* **EXERCISE OBJECTIVE**
Copy out every one of the rows below word for word, leaving out the pictures.
----
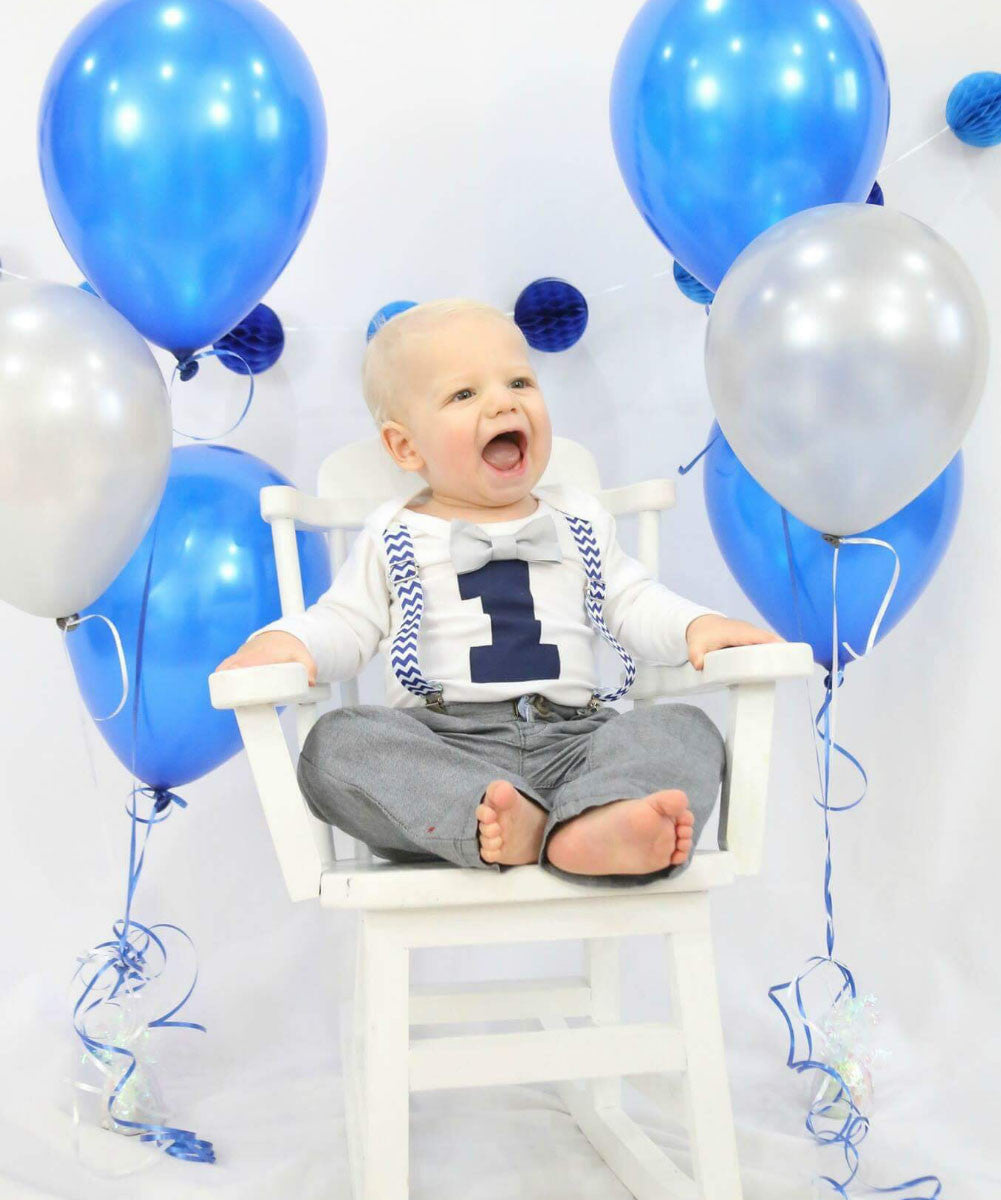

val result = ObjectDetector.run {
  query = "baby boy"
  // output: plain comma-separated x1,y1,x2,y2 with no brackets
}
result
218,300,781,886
----
* **SOLUTION TO THIS EXERCISE**
val result = ObjectDetector.run {
  query = "baby boy"
  // output: plain comma-separated x1,y1,x2,y2 with no brackets
}
result
218,300,781,886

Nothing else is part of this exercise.